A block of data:

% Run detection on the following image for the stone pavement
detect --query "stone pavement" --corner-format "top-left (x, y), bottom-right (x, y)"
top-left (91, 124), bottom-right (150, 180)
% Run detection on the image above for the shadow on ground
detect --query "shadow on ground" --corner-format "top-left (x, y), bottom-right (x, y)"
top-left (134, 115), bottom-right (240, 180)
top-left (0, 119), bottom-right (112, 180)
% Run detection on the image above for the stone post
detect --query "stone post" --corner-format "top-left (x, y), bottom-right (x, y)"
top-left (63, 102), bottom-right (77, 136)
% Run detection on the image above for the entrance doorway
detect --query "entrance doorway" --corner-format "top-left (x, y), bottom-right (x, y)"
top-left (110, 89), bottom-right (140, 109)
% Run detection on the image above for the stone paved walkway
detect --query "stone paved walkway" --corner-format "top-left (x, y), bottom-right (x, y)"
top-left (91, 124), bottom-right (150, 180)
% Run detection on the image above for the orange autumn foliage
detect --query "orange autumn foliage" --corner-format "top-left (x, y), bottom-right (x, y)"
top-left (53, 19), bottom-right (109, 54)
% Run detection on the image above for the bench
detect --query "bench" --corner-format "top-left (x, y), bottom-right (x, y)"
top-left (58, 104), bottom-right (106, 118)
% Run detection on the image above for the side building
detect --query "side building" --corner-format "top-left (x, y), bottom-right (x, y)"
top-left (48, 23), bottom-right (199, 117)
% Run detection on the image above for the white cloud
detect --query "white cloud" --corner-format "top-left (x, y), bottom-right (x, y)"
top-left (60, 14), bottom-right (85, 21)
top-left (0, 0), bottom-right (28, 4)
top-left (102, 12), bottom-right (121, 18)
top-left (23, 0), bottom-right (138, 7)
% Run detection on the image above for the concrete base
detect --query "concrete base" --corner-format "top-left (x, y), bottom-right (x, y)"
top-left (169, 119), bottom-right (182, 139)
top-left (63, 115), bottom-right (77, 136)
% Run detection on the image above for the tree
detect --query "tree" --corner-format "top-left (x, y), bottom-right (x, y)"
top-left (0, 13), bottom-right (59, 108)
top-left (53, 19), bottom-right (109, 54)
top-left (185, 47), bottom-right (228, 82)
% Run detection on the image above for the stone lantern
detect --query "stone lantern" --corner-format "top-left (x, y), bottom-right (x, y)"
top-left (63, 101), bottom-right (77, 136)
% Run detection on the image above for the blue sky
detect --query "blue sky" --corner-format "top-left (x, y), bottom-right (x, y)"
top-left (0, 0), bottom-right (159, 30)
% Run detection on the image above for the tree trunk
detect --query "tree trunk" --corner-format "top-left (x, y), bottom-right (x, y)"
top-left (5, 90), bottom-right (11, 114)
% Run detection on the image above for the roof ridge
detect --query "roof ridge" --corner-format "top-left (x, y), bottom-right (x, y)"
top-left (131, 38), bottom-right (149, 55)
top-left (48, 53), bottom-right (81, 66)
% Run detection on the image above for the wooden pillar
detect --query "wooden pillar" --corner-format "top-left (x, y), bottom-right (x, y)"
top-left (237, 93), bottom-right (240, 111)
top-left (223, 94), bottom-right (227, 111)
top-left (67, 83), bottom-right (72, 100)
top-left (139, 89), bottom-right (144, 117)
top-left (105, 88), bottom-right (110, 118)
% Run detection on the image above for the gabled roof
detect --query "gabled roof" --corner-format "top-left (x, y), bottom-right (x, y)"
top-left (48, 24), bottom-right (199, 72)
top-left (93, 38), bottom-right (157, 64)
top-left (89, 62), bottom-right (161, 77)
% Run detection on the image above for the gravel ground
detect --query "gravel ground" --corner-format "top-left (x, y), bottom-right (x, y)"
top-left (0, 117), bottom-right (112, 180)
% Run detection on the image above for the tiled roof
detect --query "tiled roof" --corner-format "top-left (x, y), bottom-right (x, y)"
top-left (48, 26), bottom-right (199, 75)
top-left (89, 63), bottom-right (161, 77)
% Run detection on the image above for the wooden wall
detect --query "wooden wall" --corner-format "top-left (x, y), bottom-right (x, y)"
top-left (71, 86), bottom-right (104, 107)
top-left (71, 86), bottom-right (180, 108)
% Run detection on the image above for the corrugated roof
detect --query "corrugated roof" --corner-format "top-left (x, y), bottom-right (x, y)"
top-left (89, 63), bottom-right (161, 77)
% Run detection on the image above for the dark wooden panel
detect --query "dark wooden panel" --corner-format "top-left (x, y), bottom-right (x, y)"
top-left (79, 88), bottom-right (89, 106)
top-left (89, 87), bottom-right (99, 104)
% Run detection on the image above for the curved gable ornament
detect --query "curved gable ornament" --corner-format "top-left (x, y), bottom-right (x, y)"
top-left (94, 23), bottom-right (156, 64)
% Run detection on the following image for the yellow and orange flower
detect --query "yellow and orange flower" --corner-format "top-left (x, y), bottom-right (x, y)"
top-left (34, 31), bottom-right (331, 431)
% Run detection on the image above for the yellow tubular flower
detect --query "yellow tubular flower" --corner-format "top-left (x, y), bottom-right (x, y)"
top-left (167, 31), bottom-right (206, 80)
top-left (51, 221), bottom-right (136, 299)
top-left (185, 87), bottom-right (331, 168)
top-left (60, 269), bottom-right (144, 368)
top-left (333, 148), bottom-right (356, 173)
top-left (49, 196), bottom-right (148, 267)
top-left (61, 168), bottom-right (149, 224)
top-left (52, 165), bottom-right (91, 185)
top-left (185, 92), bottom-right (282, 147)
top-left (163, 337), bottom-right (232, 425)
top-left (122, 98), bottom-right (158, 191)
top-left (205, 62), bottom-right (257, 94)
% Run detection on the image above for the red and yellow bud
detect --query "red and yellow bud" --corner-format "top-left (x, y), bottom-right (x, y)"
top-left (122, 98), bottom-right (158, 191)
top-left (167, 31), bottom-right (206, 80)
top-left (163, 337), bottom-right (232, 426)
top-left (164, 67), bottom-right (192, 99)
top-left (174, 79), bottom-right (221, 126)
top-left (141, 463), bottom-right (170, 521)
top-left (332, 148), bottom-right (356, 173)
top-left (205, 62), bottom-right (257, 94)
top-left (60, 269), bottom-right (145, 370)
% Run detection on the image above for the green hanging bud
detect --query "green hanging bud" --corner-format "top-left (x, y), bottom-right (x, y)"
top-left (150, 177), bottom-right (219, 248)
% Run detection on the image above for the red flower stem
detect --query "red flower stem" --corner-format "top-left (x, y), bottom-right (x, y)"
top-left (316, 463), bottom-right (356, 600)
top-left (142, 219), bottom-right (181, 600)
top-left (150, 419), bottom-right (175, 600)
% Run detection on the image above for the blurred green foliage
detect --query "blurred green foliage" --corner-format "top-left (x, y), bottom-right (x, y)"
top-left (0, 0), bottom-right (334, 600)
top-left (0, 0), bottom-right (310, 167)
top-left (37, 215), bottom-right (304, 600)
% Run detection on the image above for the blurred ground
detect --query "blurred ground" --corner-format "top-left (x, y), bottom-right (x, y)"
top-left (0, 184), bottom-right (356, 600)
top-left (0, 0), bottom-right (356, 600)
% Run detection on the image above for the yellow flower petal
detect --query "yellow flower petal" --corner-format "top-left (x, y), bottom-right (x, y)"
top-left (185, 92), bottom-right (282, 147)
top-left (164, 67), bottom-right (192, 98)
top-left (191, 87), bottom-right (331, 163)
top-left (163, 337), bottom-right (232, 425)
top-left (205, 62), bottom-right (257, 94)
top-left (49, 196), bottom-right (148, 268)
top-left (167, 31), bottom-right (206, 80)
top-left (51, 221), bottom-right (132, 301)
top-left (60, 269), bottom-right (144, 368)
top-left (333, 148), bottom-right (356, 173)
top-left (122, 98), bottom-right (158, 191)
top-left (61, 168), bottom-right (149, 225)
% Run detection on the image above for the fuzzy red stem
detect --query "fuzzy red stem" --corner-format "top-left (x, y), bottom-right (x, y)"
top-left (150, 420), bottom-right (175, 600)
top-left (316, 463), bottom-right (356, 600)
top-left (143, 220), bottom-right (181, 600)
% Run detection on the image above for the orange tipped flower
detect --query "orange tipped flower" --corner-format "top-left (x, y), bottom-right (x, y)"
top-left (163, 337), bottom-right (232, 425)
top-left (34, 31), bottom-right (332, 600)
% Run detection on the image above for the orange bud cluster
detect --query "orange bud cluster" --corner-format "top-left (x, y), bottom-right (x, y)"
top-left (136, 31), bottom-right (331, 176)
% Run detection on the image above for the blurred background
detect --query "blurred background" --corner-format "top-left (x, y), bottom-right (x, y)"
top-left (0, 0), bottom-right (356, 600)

Stated goal: Reproduce verbatim the stretch of data from the line containing "the orange bud cluster" through the line containing "top-left (136, 31), bottom-right (331, 176)", including both of those lines.

Result for this exercise:
% Run detection on the image above for the orange bud cluster
detect --query "orange bud cluster" --corner-format "top-left (x, y), bottom-right (x, y)"
top-left (136, 31), bottom-right (331, 176)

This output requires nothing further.